Le jour de notre visite au guichet Enterprise de l'aéroport, un client qui n'avait pas réservé son véhicule à l'avance devait débourser au minimum 500 francs la journée pour une petite voiture, sans les assurances complètes. "Plus tôt vous vous y prenez, mieux ce sera", affirme Jérémie Zanna, un autre employé de l'enseigne.

En recherchant une voiture (catégorie petite) pour un week-end prolongé à la fin juillet (date du vendredi 29 au dimanche 31 juillet, choisie au hasard, à titre d'exemple), les prix varient de 335 francs chez Enterprise à 577 francs chez Avis, selon une comparaison effectuée auprès des six grands groupes de location situés à Genève Aéroport.

Les loueurs obligés de vendre

Cette hausse exceptionnelle des prix trouve son origine en été 2020. Après quelques mois de pandémie et d'arrêt quasi total du tourisme, les entreprises de location limitent leurs pertes en réduisant leur parc automobile.

* [Contenu des données]
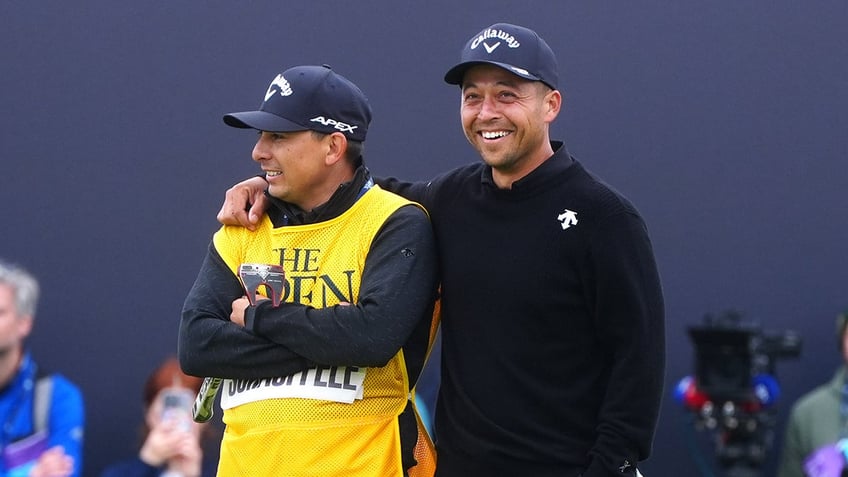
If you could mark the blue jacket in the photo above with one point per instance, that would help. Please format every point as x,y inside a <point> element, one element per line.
<point>21,443</point>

* [Tâche]
Prolongez, s'il vous plaît, le texte sur la hausse des prix de location de voitures à Genève Aéroport, en reprenant après sa dernière phrase. Ce matériel n'intervient pas dans cet exercice.

* [Réponse rédigée]
Selon le Service des automobiles du canton d'Appenzell Rhodes-Interieur, qui immatricule environ 80% des voitures de location du pays, le nombre des voitures de location enregistrées dans le canton a chuté de 14'083 en 2019 à 8826 en 2020, soit une réduction de 37%.

Ce chiffre a toutefois augmenté à nouveau. "Nous avons actuellement un parc de véhicules de location d'environ 12'800 voitures de tourisme et sommes donc encore en dessous des effectifs d'avant le coronavirus", indique Michael Lanker, le responsable du service.

Après le retour des touristes, la pénurie de puces

Aujourd'hui, les loueurs de voitures aimeraient renouveler leur flotte pour répondre à la demande des touristes, qui affluent à nouveau depuis la fin des mesures sanitaires, notamment en provenance des Etats-Unis et du Canada. Mais ils se trouvent confrontés à des retards de production du secteur automobile, apparus en raison de pénuries de certains composants depuis le début de la pandémie, notamment des puces électroniques.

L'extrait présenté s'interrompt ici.